Bir sınıf düşünün şimdi, öğretmen var o sınıfta. Çocuk birden ikiye bilmeden geçmiş, ikiden üçe geçmiş bilmeden, sonra dörde, bu çocuk okumayı öğrenmemiş, yazmayı öğrenmemiş, hiçbir şeyi öğrenmemiştir. Oysa aynı sınıfta başka bir öğrenci öğrenmesi gereken her şeyi tam olarak öğrenmiş, şimdi sen bunun ikisini bir tut, sonra da geçir sınıfı. Böyle şey olur mu? Milli Eğitim Bakanlığı ve onun yöneticileri bunu hangi vicdan, hangi inançla yapıyorsunuz. Neden bilenle bilmeyeni bir tutuyorsunuz? Yüce Allah aklını kullanmayanların üstüne pislik yağdırır ayetini (Yunus Suresi 100. ayeti) duymadınız mı? Bu milletin çocuklarının cahil kalmasına, bilgisiz ve düşünmeden yetiştirilmesine nasıl onay veriyorsunuz?
Ya sen ne yapıyorsun Diyanet işleri Başkanlığı, demiyor musun ki, bu Kuran’a açıkca aykırı, olmaz, yeri göğü neden inletmiyorsunuz? Korkuyor musunuz hükümeti yönetenlerden. Allah insanlardan korkmayın benden korkun (Maide Suresi 44)demiyor mu? Yoksa sizin de işinize gelmeyen bu Kuran ayetinden haberiniz yok mu?

Verilen bilgiler –
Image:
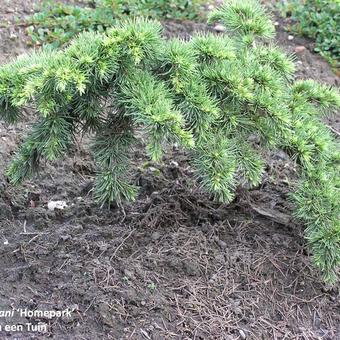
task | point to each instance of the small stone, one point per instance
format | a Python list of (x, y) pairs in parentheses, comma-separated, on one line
[(60, 205), (222, 244), (242, 334), (219, 28), (156, 236), (299, 49)]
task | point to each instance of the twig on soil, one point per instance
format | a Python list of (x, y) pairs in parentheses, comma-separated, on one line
[(121, 244)]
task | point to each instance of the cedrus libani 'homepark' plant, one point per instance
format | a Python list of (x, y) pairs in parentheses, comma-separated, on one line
[(210, 95)]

Yapılacak iş – Belge alıntısında "Bir sınıf düşünün" ile başlayan kısmı, "nasıl onay veriyorsunuz?" sözleri de dahil olmak üzere, aynen çıkarın. Bu satırlara işi yapmak için gerek yoktur.

Alıştırma çözümü –
Bir sınıf düşünün şimdi, öğretmen var o sınıfta. Çocuk birden ikiye bilmeden geçmiş, ikiden üçe geçmiş bilmeden, sonra dörde, bu çocuk okumayı öğrenmemiş, yazmayı öğrenmemiş, hiçbir şeyi öğrenmemiştir. Oysa aynı sınıfta başka bir öğrenci öğrenmesi gereken her şeyi tam olarak öğrenmiş, şimdi sen bunun ikisini bir tut, sonra da geçir sınıfı. Böyle şey olur mu? Milli Eğitim Bakanlığı ve onun yöneticileri bunu hangi vicdan, hangi inançla yapıyorsunuz. Neden bilenle bilmeyeni bir tutuyorsunuz? Yüce Allah aklını kullanmayanların üstüne pislik yağdırır ayetini (Yunus Suresi 100. ayeti) duymadınız mı? Bu milletin çocuklarının cahil kalmasına, bilgisiz ve düşünmeden yetiştirilmesine nasıl onay veriyorsunuz?